▸ **Input**:
%%

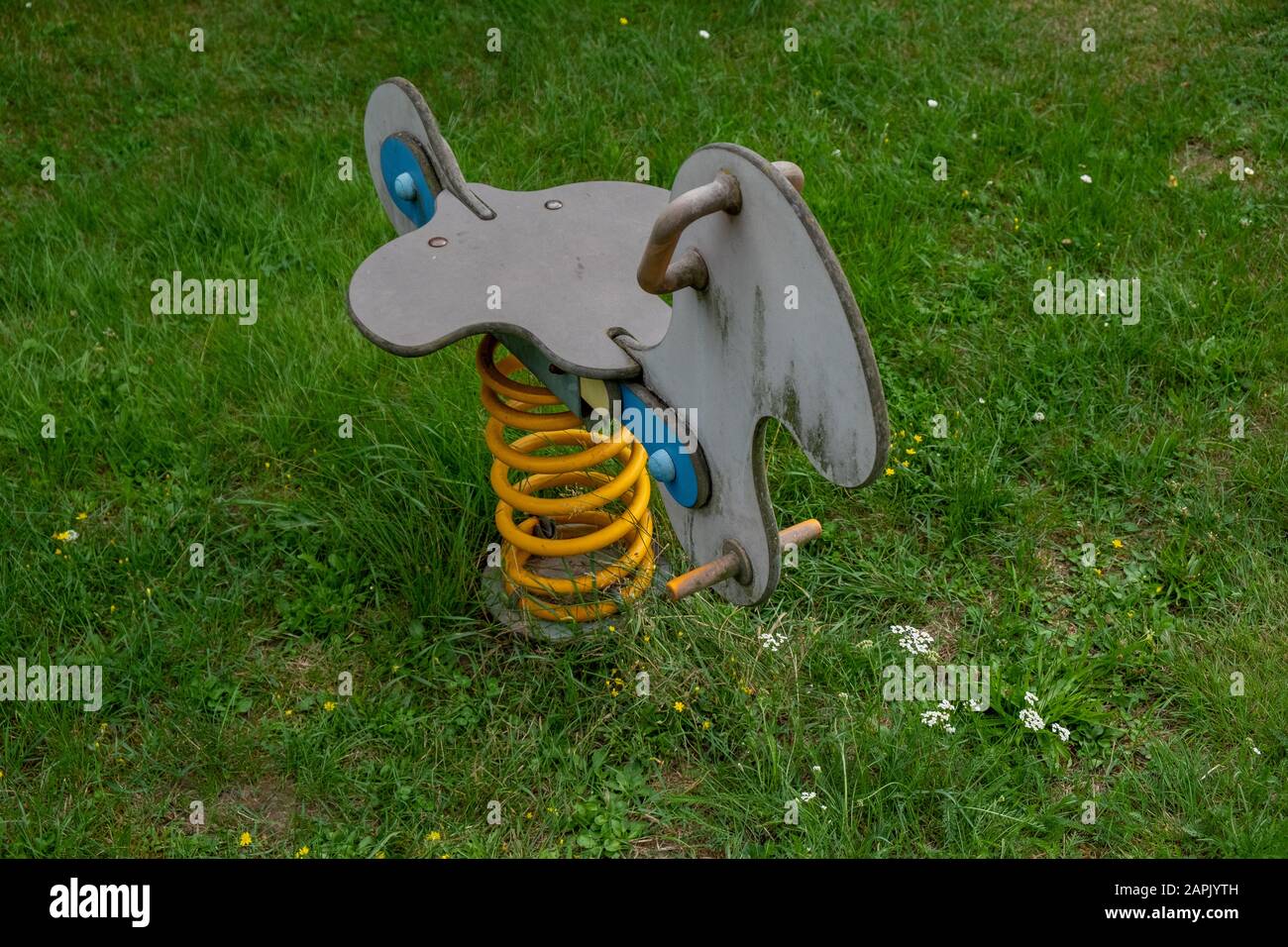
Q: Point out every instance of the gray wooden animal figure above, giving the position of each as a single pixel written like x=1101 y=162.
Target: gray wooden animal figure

%%
%%

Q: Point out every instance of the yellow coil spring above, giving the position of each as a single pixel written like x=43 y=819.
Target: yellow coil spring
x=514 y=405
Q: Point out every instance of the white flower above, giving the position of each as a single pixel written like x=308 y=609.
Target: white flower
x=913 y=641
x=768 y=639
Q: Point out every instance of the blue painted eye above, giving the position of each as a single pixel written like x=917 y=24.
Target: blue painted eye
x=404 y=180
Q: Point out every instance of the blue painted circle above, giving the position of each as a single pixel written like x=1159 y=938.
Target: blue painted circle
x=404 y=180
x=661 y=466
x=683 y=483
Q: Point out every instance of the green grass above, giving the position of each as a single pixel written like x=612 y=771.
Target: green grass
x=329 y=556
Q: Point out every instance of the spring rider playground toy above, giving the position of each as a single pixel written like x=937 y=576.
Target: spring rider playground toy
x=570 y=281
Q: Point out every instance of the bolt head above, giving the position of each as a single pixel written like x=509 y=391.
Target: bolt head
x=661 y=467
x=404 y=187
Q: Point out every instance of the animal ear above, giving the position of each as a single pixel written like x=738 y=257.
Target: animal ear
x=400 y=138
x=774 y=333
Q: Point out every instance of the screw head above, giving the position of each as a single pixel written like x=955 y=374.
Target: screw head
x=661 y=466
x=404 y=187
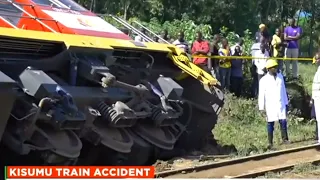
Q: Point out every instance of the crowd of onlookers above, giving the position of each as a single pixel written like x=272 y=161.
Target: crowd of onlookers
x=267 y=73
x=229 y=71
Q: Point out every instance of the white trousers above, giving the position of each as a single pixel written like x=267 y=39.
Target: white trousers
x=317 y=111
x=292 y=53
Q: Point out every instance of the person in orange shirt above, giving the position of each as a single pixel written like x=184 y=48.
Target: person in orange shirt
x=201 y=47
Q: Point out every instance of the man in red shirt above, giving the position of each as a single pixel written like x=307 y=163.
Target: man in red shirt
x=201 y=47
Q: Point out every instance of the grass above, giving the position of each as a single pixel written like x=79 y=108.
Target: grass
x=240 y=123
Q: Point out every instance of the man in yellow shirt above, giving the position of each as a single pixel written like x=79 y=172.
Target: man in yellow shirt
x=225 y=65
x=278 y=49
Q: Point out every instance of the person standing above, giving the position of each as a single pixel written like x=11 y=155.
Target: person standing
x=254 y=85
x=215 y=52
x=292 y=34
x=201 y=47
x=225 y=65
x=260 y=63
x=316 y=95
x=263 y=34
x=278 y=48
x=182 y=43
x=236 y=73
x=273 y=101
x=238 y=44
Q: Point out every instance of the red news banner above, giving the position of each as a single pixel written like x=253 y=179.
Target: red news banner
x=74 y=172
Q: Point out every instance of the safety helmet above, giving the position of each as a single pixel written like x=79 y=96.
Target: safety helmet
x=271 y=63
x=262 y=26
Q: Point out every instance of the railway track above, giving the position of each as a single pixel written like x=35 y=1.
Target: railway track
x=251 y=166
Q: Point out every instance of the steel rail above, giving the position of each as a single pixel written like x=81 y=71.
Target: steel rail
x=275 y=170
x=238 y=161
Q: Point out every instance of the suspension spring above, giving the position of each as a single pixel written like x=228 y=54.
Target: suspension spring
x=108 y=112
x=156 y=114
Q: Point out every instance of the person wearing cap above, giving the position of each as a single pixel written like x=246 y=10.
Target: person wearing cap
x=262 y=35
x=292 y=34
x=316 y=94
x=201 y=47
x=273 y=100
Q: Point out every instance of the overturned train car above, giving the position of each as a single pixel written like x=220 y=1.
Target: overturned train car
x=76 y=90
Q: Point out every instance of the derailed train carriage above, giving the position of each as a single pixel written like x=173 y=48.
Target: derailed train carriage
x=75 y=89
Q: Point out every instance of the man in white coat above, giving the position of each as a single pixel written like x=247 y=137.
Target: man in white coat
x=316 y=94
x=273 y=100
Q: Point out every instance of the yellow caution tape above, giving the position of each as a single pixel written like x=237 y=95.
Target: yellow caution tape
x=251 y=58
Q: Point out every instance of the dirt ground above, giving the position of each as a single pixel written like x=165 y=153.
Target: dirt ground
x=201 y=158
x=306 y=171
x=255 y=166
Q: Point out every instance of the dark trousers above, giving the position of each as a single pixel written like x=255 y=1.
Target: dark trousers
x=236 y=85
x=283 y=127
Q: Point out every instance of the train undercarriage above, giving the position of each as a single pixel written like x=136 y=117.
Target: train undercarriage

%%
%%

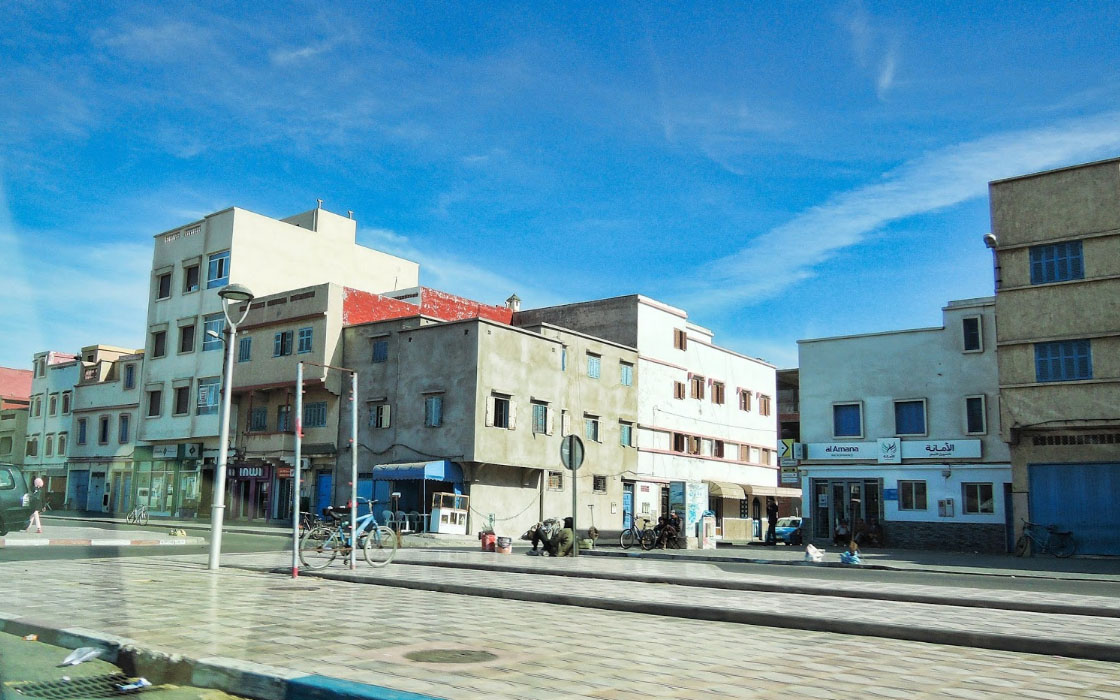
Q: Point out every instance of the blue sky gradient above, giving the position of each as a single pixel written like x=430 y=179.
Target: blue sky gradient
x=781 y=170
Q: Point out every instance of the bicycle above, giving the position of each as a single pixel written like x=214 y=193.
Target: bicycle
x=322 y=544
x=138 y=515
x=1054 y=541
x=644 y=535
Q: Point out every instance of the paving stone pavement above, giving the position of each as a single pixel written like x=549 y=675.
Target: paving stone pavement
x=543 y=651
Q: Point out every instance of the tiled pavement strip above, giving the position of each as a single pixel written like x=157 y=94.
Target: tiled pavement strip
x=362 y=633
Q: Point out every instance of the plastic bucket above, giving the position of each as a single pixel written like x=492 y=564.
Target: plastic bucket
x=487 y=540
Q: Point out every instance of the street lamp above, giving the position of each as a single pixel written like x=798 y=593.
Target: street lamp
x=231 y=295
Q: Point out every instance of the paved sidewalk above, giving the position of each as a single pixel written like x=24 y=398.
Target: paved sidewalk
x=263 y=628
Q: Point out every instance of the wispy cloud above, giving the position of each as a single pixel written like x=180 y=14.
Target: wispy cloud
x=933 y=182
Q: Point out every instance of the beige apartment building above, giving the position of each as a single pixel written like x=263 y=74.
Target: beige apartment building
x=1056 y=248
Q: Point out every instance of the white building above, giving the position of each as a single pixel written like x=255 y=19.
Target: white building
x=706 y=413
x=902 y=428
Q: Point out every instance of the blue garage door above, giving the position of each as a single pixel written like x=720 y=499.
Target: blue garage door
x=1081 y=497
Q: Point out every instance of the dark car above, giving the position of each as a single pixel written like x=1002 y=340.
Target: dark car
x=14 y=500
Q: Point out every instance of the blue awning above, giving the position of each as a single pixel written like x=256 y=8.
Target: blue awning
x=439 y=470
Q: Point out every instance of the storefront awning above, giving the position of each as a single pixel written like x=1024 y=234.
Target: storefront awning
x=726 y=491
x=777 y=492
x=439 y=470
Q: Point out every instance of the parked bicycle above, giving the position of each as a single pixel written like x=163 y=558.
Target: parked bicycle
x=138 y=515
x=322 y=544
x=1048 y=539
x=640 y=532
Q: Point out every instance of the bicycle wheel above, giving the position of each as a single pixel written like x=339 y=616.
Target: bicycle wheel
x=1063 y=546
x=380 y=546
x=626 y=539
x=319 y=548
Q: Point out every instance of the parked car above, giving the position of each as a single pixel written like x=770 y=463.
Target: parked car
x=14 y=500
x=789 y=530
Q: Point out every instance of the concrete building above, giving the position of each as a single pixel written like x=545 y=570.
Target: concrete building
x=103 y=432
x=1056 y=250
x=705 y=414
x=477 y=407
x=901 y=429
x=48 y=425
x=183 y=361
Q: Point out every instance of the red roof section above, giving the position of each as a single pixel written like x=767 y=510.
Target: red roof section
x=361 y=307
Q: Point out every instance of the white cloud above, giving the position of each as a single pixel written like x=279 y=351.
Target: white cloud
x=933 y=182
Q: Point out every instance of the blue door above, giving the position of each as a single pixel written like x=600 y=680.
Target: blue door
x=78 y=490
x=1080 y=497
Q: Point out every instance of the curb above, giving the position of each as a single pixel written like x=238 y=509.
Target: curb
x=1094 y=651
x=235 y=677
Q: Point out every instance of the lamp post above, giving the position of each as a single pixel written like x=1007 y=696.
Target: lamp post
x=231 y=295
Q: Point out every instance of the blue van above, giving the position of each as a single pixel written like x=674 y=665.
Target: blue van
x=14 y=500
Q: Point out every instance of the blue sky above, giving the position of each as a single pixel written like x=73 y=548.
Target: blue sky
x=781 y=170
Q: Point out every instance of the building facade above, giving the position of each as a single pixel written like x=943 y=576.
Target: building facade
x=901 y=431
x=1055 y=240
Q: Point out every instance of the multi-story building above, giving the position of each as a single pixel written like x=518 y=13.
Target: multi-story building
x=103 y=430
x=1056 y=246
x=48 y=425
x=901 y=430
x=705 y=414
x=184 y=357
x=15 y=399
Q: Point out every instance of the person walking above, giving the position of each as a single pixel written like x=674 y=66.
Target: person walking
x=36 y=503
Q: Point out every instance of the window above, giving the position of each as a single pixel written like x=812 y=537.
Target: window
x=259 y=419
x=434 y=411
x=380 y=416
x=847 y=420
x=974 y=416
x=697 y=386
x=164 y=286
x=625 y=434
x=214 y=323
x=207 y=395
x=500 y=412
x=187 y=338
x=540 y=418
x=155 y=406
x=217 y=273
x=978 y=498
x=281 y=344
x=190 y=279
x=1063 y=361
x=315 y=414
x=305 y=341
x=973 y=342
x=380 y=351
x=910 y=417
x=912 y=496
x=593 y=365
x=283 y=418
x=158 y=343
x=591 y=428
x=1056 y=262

%%

▸ **Aim of the exercise**:
When a line of the entries above contains the word "wooden", include it in a tally, then give that tally alone.

▸ **Result of this exercise**:
2